:: Records provided ::

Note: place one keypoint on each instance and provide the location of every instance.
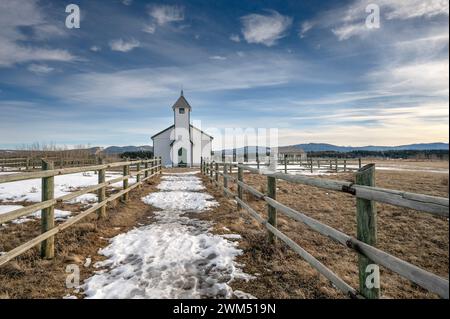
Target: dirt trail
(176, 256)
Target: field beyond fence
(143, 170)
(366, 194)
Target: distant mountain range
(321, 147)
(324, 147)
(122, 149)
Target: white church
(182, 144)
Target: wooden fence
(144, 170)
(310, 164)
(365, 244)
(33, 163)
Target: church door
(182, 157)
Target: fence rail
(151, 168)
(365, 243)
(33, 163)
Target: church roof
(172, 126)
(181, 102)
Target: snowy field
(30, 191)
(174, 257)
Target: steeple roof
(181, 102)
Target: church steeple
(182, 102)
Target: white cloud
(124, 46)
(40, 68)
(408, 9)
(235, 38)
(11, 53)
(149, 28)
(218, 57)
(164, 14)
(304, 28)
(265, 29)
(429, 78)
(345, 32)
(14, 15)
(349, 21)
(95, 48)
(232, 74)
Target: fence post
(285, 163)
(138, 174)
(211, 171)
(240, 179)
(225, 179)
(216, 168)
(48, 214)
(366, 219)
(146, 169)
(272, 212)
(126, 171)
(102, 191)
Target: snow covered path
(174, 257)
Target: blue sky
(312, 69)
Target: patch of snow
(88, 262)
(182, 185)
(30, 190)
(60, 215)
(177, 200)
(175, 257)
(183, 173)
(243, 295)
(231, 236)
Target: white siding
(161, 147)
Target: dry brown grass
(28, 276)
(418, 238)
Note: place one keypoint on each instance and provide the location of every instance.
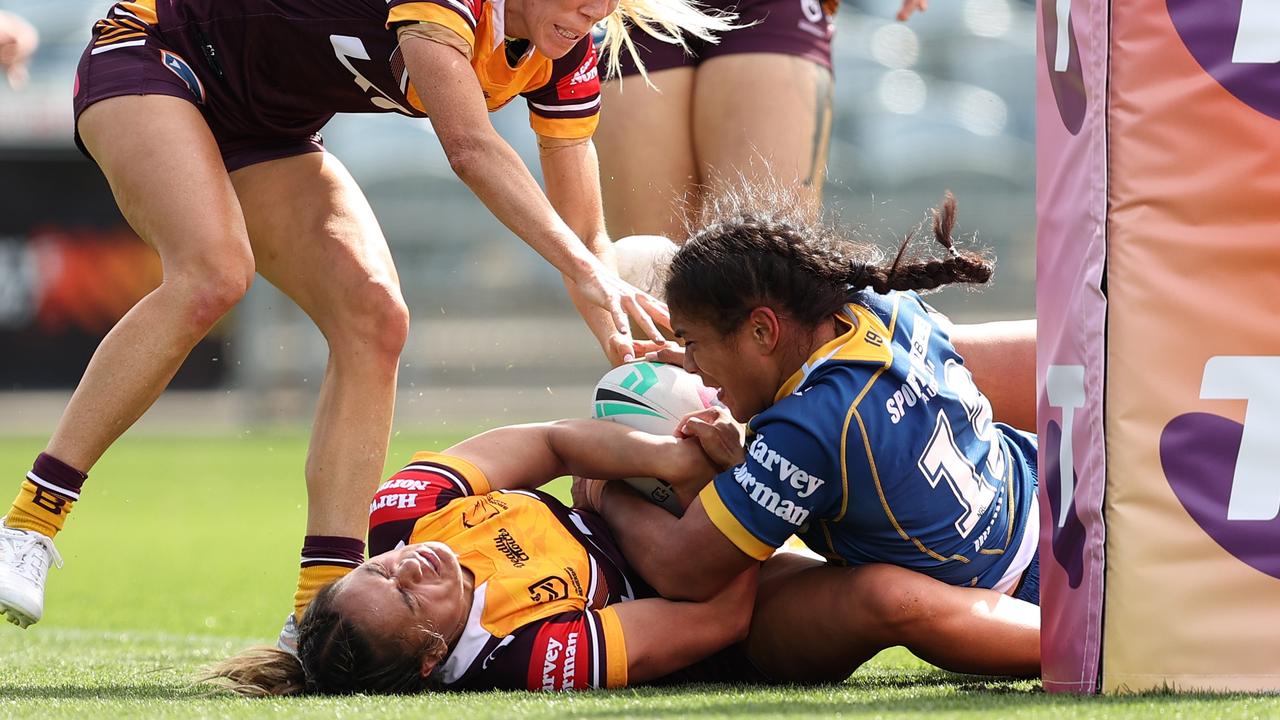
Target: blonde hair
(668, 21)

:::
:: Records provided ::

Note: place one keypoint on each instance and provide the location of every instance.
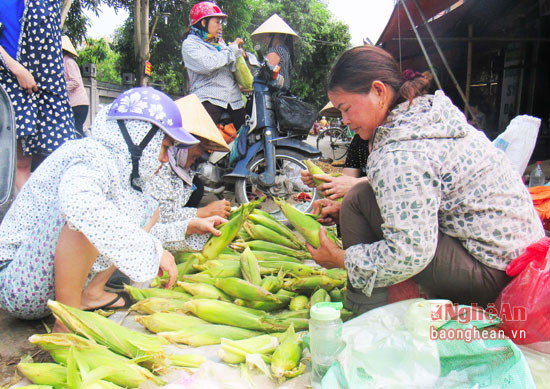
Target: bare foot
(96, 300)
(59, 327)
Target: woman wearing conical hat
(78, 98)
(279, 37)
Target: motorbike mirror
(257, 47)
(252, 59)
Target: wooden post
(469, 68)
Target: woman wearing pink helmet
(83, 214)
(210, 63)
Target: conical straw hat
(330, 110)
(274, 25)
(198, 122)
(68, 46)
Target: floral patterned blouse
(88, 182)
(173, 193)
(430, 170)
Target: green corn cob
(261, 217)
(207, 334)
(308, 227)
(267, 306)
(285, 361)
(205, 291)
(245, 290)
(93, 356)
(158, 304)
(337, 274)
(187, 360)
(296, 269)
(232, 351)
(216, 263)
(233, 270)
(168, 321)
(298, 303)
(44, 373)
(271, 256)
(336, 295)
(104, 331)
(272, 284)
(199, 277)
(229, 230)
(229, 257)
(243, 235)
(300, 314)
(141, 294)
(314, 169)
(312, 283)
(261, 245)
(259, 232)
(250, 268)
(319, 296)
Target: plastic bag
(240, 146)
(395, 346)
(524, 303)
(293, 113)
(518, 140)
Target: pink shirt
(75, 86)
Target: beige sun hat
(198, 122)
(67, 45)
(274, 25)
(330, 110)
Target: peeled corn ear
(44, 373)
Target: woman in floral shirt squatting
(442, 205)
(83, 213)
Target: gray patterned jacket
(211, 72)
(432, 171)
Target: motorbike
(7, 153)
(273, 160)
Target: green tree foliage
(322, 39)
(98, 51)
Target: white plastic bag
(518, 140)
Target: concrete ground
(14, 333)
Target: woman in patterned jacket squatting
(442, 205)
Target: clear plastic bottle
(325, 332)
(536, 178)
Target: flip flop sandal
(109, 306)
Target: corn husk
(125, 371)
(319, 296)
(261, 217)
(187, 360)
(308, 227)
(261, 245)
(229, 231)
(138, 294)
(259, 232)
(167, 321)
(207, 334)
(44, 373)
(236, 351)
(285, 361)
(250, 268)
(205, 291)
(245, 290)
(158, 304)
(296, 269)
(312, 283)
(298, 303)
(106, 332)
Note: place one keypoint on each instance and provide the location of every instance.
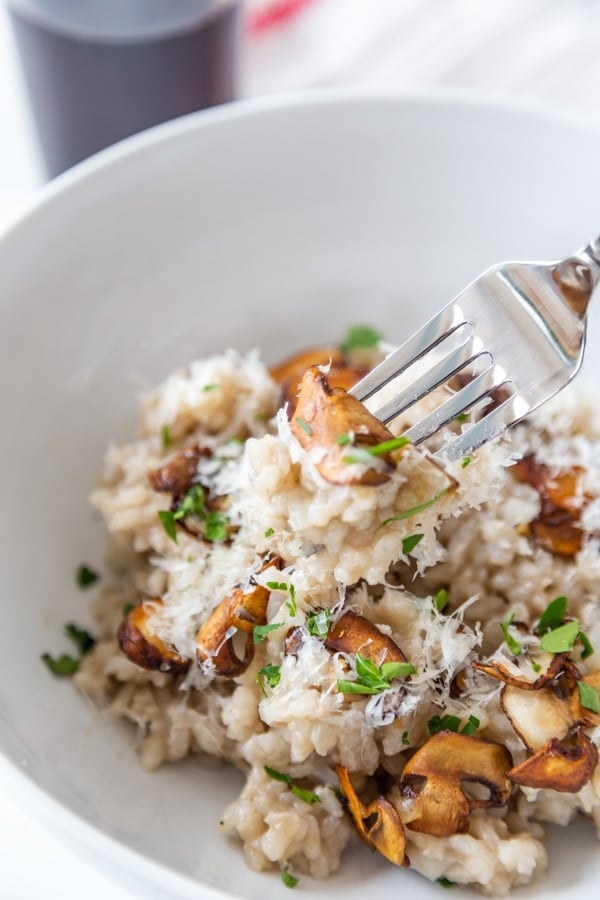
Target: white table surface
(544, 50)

:::
:: Records provided ::

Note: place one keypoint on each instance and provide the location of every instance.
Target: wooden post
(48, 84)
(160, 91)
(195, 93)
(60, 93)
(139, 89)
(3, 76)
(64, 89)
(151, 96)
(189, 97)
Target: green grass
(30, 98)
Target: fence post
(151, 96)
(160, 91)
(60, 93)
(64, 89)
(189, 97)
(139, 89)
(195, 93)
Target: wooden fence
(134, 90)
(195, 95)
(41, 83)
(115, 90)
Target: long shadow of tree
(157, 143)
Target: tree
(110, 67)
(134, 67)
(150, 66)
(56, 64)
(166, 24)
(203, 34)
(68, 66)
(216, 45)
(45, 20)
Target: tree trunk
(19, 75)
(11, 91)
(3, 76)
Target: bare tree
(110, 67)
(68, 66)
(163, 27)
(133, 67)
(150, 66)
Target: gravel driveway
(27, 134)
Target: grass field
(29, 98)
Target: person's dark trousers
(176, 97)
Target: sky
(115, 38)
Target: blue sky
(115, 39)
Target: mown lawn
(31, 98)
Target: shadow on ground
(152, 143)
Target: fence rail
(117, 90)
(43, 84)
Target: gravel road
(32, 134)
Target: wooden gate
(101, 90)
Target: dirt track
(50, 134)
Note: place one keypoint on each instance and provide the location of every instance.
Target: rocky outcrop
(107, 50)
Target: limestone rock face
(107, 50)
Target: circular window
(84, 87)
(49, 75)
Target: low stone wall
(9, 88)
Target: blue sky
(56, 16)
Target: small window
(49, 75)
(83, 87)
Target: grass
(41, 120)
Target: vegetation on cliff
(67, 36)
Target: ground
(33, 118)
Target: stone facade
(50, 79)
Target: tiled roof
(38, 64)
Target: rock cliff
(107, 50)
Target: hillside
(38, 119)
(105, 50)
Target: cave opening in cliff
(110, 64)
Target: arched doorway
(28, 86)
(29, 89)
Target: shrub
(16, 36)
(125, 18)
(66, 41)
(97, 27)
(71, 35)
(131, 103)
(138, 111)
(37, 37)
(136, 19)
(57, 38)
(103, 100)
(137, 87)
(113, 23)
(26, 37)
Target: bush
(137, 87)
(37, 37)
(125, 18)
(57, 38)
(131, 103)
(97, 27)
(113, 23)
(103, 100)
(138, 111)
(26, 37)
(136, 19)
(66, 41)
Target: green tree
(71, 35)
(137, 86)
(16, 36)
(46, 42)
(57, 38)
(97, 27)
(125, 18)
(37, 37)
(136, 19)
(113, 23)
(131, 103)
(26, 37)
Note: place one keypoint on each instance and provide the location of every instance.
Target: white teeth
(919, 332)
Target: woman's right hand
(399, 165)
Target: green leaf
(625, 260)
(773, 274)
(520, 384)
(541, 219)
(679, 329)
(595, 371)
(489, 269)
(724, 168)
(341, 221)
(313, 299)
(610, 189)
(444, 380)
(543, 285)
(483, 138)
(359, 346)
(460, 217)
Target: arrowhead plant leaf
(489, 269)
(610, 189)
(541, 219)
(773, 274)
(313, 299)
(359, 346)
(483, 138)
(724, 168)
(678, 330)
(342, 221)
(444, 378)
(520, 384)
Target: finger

:::

◆ Assignment
Write out exactly the lines above from the line with "Target: woman's right hand" through the line with "Target: finger", both of them included, and leave out all other lines.

◆ Answer to the problem
Target: woman's right hand
(399, 165)
Target: green leaf
(625, 260)
(773, 274)
(520, 384)
(541, 219)
(679, 329)
(595, 371)
(489, 269)
(724, 168)
(341, 221)
(313, 299)
(610, 189)
(444, 380)
(543, 285)
(483, 138)
(359, 346)
(460, 217)
Target: arrowhead plant leaf
(489, 269)
(610, 189)
(541, 219)
(773, 274)
(313, 299)
(359, 346)
(483, 138)
(724, 168)
(678, 330)
(342, 221)
(444, 378)
(520, 384)
Target: finger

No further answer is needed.